> [WHAT YOU HAVE TO DO]
Identify the line in which "Could you point out the white bag" appears, then reproduce that line and all remaining lines of the records word for word.

> [TASK MATERIAL]

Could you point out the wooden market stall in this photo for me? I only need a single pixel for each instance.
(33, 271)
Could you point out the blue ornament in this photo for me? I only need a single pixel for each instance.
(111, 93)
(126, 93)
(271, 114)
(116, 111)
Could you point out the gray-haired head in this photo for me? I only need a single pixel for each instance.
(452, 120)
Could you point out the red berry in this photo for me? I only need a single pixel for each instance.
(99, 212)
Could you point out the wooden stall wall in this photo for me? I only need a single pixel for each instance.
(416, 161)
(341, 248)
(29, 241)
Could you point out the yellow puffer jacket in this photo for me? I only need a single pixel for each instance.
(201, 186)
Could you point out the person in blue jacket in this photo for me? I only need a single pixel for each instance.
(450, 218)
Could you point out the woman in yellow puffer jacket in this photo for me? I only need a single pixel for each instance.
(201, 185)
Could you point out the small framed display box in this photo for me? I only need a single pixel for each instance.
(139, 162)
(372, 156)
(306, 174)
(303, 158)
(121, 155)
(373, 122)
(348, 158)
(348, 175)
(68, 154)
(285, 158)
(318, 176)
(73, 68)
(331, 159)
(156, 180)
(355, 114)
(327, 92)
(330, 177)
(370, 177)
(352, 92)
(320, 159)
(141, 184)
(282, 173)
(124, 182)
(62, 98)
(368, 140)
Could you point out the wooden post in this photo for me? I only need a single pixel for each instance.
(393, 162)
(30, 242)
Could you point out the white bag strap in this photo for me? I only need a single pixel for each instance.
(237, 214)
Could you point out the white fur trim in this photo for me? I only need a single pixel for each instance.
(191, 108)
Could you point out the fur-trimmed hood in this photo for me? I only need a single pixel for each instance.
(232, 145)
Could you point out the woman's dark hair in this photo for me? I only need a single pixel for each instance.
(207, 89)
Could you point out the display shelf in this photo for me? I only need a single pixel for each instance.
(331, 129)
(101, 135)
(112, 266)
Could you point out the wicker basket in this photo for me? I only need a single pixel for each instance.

> [THE COMPLETED TASK]
Could you point out the white bag strap in this photo for me? I only need a single pixel for each instance.
(237, 214)
Could you point out the white fur trim in this photo for me? I only need a single pixel for each instance.
(191, 108)
Could you point out the fur-trimmed hood in this photo for me? I only need a single pixel for each instance.
(232, 145)
Could you point out the woman's dark hair in this photo for me? I only need a single pixel for each instance.
(207, 89)
Could you point out the display shelf in this photo for me? I only need a single pixel for each instance.
(331, 129)
(101, 135)
(112, 266)
Could you point out the wicker basket in this photo for me? I only need a single pixel for each instance.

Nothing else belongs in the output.